# Try number 2!!



## chickenmommy (Apr 30, 2013)

Just set a couple dozen. I'm hoping I have better luck this time, I recently added a frizzle too so I'm hoping he has gotten lucky with tha ladddiiiieeesssss. Lol


----------



## WeeLittleChicken (Aug 31, 2012)

Woot woot! We'll be rooting for you! Frizzles are a lot of fun.


----------



## seminole wind (Aug 22, 2015)

Good luck!..


----------



## chickenmommy (Apr 30, 2013)

Thanks guys! ️


----------



## chickenqueen (Jan 9, 2016)

I'm wishing you luck cuz I know you were disappointed with your last attempt.Remember I didn't do too good either-6 chicks outta 27 eggs.My worst hatch ever.So good luck,CM!


----------



## chickenmommy (Apr 30, 2013)

Thank you CQ


----------



## tonykummrow (Mar 26, 2016)

Good luck!


----------



## chickenmommy (Apr 30, 2013)

Well so far so good. The incubator seems to be keeping a steady temp in the kitchen.


----------



## tonykummrow (Mar 26, 2016)

Any good news? What day are you at?


----------



## chickenmommy (Apr 30, 2013)

I see air sacs but no veins yet. This is day 4-5, is that normal?


----------



## chickenmommy (Apr 30, 2013)

Just candeled. Out of 29, 22 have vein development


----------



## tonykummrow (Mar 26, 2016)

That's awesome


----------



## chickenqueen (Jan 9, 2016)

Got my fingers crossed!


----------

SUPPLIED ENTRIES:

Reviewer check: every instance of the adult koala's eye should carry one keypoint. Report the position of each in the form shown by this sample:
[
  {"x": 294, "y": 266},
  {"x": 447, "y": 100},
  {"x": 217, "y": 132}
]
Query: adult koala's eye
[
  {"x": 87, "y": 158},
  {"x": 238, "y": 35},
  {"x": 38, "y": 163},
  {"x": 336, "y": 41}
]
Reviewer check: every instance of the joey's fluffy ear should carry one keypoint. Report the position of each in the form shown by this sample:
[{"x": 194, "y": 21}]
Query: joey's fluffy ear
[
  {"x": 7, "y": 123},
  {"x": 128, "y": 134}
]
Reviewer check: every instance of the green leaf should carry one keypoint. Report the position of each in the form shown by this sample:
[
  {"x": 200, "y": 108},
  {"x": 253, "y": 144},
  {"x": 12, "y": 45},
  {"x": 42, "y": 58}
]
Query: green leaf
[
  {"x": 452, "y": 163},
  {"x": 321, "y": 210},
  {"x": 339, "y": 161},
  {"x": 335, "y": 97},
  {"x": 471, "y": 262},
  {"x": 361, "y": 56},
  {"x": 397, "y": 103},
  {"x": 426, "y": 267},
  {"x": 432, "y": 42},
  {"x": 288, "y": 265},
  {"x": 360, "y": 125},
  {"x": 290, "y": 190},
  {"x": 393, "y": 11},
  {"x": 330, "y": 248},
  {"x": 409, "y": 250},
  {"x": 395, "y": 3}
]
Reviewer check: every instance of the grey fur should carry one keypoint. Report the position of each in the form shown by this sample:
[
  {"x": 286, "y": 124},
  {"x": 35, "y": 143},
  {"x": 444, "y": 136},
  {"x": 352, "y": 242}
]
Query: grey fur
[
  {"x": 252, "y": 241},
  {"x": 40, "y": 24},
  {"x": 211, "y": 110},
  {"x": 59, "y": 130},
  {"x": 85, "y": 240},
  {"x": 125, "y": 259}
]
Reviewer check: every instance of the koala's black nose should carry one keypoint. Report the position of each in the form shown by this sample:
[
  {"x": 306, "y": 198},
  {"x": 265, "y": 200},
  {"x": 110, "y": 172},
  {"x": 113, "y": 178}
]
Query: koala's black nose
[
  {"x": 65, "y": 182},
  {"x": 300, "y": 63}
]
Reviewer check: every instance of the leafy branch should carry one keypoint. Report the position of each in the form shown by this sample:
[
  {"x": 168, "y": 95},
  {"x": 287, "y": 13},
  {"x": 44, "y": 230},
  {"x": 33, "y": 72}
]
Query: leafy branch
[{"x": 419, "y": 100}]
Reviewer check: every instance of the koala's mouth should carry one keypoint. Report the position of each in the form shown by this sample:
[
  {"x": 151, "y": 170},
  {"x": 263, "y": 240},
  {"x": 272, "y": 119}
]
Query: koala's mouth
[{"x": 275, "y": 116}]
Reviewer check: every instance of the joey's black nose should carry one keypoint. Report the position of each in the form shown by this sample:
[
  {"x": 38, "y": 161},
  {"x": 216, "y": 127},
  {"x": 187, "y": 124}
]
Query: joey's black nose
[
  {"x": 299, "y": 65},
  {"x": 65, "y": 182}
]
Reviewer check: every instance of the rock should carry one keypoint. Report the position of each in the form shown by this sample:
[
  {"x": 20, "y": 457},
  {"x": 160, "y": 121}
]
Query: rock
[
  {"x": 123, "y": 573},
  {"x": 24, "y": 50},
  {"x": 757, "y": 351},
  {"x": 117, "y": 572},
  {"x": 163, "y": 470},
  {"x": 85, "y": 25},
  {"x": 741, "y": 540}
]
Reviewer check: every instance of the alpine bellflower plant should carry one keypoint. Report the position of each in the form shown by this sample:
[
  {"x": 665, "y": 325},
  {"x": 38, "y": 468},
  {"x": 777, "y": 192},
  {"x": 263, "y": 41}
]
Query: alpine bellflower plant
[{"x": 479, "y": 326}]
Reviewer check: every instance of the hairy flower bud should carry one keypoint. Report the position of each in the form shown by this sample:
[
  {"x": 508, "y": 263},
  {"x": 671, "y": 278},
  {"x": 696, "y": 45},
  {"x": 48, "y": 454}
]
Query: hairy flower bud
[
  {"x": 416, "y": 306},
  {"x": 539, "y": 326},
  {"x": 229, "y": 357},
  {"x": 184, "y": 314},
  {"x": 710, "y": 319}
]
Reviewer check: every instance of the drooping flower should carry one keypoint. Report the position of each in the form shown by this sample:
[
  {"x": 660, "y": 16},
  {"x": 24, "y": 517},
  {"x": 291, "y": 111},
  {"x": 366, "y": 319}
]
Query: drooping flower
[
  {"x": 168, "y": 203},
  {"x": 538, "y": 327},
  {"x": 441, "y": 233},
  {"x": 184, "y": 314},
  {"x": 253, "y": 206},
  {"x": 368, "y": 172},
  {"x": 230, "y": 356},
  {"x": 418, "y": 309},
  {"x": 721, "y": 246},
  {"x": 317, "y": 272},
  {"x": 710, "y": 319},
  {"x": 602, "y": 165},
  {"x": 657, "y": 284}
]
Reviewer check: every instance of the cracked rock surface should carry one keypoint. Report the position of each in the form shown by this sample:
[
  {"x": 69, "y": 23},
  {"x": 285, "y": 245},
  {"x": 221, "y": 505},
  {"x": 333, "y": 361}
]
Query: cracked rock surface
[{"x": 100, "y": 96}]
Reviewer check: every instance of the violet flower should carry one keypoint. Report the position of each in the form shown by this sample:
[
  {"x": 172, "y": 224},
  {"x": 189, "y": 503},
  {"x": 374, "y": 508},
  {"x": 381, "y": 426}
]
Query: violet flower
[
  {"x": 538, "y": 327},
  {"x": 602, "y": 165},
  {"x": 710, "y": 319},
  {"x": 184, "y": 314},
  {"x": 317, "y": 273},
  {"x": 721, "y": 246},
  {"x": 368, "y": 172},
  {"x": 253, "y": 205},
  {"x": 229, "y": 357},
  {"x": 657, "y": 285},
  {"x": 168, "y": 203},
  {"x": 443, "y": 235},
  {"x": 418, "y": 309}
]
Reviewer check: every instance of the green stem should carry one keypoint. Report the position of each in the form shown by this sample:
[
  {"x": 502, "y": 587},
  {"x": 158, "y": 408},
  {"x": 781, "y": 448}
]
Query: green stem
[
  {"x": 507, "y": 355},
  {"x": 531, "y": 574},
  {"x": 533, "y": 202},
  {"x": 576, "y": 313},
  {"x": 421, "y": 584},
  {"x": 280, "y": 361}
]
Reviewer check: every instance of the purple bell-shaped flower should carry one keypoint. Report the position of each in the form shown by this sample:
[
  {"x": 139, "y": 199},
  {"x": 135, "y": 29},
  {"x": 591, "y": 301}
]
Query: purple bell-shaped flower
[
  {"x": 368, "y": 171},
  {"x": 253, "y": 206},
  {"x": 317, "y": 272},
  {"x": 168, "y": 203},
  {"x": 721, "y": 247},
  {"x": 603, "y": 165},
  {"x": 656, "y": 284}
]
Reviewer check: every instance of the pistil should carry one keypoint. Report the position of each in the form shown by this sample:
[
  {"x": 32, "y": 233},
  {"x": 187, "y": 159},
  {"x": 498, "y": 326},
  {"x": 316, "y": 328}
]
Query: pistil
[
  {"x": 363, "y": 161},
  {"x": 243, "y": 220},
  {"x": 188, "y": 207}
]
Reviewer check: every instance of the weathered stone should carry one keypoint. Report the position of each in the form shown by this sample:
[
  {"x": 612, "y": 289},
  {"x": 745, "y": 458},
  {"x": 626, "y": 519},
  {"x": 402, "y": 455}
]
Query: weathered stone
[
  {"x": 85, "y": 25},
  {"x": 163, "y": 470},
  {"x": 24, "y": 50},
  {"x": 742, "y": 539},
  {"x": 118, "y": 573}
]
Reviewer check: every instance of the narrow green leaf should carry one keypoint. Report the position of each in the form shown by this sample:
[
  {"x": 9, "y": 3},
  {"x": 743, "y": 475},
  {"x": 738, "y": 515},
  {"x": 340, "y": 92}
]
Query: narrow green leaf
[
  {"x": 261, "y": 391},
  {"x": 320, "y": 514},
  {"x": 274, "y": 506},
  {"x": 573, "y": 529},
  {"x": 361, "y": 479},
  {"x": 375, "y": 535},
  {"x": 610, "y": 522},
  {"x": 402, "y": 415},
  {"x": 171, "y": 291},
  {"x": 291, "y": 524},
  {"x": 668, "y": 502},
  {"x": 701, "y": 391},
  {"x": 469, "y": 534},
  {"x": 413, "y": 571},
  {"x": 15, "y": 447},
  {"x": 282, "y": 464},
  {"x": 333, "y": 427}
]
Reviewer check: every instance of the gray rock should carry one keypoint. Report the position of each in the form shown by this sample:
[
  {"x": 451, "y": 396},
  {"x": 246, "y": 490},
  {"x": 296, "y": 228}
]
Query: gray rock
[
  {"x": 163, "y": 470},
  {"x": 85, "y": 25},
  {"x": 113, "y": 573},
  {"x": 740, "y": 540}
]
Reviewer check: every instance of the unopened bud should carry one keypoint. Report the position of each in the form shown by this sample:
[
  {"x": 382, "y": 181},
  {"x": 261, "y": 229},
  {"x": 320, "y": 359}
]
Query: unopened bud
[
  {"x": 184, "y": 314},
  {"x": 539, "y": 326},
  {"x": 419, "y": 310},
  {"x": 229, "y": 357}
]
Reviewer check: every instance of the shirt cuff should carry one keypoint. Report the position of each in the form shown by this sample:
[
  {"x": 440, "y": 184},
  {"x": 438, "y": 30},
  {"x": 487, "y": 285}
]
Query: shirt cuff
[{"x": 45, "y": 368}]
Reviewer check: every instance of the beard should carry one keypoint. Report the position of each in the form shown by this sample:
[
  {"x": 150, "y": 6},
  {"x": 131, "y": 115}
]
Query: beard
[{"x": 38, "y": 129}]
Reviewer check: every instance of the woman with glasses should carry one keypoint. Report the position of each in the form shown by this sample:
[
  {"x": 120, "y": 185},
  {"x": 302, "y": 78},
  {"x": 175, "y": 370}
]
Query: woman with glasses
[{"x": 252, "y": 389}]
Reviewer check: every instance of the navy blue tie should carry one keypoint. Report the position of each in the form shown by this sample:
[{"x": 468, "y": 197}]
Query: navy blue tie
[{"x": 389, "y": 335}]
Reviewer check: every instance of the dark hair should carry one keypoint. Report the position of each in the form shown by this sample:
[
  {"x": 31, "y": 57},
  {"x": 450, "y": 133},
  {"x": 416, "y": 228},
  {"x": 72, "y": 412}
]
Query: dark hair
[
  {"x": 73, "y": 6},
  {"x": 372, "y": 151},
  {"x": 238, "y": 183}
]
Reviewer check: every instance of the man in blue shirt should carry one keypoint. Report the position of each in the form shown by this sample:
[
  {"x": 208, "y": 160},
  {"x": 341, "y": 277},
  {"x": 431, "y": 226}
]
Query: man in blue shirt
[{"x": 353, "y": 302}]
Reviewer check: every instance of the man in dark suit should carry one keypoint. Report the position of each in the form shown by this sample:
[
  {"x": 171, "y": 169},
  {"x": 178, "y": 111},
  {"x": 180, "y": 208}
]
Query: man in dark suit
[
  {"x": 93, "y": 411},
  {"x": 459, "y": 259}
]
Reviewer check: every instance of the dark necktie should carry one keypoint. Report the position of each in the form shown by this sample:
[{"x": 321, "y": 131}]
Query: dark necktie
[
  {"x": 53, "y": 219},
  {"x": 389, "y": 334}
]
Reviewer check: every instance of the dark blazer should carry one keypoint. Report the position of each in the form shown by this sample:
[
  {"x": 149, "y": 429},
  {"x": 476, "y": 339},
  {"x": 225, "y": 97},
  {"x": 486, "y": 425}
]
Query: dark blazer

GOALS:
(A) Translate into Spanish this sentence from the egg-hatching thread: "The incubator seems to be keeping a steady temp in the kitchen."
(B) Pull out the egg-hatching thread's text between "Thanks guys! ️" and "ever.So good luck,CM!", inclusive.

OUTPUTS FOR THE TASKS:
(A) La incubadora parece mantener una temperatura estable en la cocina.

(B)
Thanks guys! ️


----------



## chickenqueen (Jan 9, 2016)

I'm wishing you luck cuz I know you were disappointed with your last attempt.Remember I didn't do too good either-6 chicks outta 27 eggs.My worst hatch ever.So good luck,CM!